Try it — Every line with the string "below" in it belongs in your answer, so copy them all from the data.

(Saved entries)

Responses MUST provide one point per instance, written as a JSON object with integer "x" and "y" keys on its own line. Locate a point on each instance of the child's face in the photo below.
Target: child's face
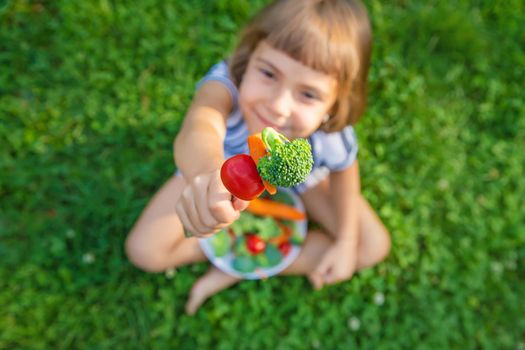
{"x": 280, "y": 92}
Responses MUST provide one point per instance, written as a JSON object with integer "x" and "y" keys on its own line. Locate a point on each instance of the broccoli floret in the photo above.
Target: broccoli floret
{"x": 288, "y": 162}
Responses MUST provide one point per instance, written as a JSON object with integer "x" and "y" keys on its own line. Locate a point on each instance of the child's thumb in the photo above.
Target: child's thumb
{"x": 239, "y": 204}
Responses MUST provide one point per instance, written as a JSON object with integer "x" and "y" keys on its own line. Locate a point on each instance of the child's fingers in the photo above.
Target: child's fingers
{"x": 239, "y": 204}
{"x": 316, "y": 279}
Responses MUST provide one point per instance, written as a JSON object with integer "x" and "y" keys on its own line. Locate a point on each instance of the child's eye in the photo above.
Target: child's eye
{"x": 267, "y": 73}
{"x": 310, "y": 95}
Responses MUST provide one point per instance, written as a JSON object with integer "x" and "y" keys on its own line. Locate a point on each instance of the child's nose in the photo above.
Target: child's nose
{"x": 281, "y": 103}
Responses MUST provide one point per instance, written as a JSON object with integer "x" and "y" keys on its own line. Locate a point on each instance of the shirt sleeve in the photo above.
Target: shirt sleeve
{"x": 335, "y": 151}
{"x": 220, "y": 72}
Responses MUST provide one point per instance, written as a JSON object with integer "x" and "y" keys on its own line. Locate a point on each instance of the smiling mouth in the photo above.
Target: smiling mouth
{"x": 266, "y": 121}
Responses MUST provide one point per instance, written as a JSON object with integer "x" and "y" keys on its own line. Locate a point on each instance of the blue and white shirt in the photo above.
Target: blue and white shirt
{"x": 331, "y": 151}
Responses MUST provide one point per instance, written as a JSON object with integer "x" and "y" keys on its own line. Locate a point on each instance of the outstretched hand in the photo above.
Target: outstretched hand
{"x": 337, "y": 264}
{"x": 206, "y": 207}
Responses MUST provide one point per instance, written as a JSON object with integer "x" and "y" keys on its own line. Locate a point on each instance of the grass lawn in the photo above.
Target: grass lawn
{"x": 92, "y": 94}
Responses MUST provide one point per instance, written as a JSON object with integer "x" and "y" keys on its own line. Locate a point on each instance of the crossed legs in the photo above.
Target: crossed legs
{"x": 157, "y": 243}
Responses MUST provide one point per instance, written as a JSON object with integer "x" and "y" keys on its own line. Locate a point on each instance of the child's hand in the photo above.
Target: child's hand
{"x": 205, "y": 206}
{"x": 338, "y": 264}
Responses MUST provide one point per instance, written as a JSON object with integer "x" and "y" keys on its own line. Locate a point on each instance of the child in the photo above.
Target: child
{"x": 301, "y": 67}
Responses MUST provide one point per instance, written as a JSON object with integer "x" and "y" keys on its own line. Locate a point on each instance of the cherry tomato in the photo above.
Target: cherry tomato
{"x": 254, "y": 244}
{"x": 285, "y": 247}
{"x": 239, "y": 175}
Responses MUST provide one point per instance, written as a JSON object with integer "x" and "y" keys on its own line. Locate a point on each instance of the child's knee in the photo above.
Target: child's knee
{"x": 141, "y": 256}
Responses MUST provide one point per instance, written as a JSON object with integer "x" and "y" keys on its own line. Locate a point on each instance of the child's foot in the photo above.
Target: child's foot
{"x": 212, "y": 282}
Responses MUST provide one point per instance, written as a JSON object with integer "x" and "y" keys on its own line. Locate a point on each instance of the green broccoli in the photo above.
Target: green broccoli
{"x": 288, "y": 163}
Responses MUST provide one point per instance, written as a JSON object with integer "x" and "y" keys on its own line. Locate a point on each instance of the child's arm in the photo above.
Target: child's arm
{"x": 205, "y": 205}
{"x": 198, "y": 147}
{"x": 339, "y": 262}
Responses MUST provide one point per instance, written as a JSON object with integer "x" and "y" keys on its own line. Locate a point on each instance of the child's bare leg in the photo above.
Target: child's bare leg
{"x": 211, "y": 283}
{"x": 157, "y": 240}
{"x": 373, "y": 238}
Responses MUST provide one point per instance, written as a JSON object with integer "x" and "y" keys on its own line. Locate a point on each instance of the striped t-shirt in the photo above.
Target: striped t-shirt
{"x": 331, "y": 151}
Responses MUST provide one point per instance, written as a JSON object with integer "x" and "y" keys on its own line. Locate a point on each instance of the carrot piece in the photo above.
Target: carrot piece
{"x": 266, "y": 207}
{"x": 258, "y": 150}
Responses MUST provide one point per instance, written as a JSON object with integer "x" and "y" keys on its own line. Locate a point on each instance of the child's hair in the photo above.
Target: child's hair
{"x": 331, "y": 36}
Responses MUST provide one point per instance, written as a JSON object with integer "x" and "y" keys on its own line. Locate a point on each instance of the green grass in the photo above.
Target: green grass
{"x": 92, "y": 94}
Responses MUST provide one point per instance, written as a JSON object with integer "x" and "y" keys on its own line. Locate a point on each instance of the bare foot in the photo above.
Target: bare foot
{"x": 211, "y": 283}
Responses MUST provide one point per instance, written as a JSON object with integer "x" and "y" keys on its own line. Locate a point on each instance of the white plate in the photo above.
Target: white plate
{"x": 224, "y": 263}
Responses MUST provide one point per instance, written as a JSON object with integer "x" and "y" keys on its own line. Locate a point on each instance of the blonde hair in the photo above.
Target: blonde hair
{"x": 331, "y": 36}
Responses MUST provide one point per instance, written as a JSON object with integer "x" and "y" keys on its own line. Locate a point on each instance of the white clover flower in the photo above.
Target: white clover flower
{"x": 379, "y": 298}
{"x": 169, "y": 273}
{"x": 354, "y": 324}
{"x": 88, "y": 258}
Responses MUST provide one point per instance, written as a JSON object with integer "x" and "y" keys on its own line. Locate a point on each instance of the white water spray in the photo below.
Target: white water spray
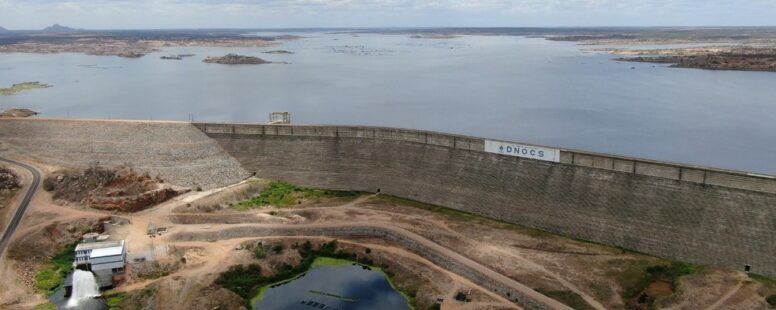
{"x": 84, "y": 287}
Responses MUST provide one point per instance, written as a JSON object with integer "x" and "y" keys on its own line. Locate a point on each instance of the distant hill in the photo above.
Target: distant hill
{"x": 59, "y": 28}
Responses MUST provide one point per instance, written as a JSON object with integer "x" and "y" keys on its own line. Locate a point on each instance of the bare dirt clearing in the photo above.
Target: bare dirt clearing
{"x": 181, "y": 274}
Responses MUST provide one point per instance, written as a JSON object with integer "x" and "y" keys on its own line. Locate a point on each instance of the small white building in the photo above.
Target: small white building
{"x": 104, "y": 259}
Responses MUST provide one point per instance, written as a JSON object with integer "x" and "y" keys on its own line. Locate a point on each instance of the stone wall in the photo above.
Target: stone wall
{"x": 681, "y": 212}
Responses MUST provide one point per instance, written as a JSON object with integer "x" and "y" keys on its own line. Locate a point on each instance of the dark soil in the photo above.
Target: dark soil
{"x": 233, "y": 59}
{"x": 722, "y": 61}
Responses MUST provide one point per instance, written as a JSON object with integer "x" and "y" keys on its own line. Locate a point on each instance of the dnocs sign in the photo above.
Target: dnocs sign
{"x": 519, "y": 150}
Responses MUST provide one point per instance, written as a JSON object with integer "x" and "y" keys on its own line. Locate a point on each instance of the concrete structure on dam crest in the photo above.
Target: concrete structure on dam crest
{"x": 680, "y": 212}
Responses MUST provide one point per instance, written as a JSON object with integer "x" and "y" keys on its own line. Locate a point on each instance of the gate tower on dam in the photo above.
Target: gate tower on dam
{"x": 681, "y": 212}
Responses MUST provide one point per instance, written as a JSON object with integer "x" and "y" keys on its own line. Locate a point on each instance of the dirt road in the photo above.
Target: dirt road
{"x": 433, "y": 251}
{"x": 23, "y": 204}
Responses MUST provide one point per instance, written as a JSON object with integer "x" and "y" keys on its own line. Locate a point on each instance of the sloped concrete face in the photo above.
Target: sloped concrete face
{"x": 177, "y": 152}
{"x": 665, "y": 216}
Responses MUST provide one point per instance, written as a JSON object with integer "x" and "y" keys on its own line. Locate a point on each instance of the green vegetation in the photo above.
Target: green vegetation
{"x": 46, "y": 306}
{"x": 330, "y": 262}
{"x": 53, "y": 272}
{"x": 114, "y": 300}
{"x": 16, "y": 88}
{"x": 283, "y": 194}
{"x": 569, "y": 298}
{"x": 250, "y": 284}
{"x": 343, "y": 298}
{"x": 636, "y": 279}
{"x": 771, "y": 300}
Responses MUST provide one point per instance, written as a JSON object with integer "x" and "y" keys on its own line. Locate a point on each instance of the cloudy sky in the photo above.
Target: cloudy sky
{"x": 134, "y": 14}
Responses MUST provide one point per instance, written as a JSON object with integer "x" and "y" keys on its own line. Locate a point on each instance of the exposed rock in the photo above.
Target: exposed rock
{"x": 8, "y": 179}
{"x": 234, "y": 59}
{"x": 59, "y": 28}
{"x": 278, "y": 52}
{"x": 119, "y": 190}
{"x": 722, "y": 61}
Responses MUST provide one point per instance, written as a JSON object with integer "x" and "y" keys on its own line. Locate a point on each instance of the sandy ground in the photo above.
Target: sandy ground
{"x": 536, "y": 259}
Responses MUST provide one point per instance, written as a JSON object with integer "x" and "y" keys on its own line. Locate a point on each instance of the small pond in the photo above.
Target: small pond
{"x": 333, "y": 284}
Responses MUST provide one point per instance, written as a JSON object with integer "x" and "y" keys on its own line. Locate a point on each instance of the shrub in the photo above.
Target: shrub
{"x": 53, "y": 272}
{"x": 281, "y": 194}
{"x": 771, "y": 300}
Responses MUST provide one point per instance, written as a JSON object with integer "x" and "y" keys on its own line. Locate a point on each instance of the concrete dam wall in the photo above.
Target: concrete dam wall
{"x": 680, "y": 212}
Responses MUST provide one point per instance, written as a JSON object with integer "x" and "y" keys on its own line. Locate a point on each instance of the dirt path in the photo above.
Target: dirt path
{"x": 428, "y": 245}
{"x": 589, "y": 299}
{"x": 23, "y": 204}
{"x": 725, "y": 297}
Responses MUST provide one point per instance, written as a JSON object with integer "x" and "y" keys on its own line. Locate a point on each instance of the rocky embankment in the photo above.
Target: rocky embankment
{"x": 177, "y": 152}
{"x": 18, "y": 113}
{"x": 20, "y": 87}
{"x": 234, "y": 59}
{"x": 109, "y": 189}
{"x": 127, "y": 44}
{"x": 278, "y": 52}
{"x": 745, "y": 59}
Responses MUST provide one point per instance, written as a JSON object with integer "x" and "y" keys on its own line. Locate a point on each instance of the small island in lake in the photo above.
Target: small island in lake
{"x": 176, "y": 57}
{"x": 17, "y": 88}
{"x": 234, "y": 59}
{"x": 278, "y": 52}
{"x": 18, "y": 113}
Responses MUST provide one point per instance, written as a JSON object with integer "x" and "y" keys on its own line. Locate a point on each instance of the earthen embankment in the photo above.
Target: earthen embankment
{"x": 681, "y": 212}
{"x": 175, "y": 151}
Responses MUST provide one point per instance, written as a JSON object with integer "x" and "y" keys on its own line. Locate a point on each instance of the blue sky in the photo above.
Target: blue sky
{"x": 138, "y": 14}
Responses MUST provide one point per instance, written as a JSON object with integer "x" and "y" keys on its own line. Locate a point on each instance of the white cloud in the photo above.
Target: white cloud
{"x": 33, "y": 14}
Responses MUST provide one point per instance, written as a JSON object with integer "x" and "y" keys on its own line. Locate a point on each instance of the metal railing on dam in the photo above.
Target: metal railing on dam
{"x": 653, "y": 168}
{"x": 680, "y": 212}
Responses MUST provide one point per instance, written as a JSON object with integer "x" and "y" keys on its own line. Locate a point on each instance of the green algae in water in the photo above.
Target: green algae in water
{"x": 333, "y": 284}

Output —
Responses MUST provide one point per instance, written as a JSON object with integer "x" and "y" keys on its own line. Locate a point on each instance of the child's face in the photo below.
Responses MUST provide one point per instance, written as a JSON object with integer "x" and "y" keys on its own line. Locate a point on each instance of the white water spray in the photo below.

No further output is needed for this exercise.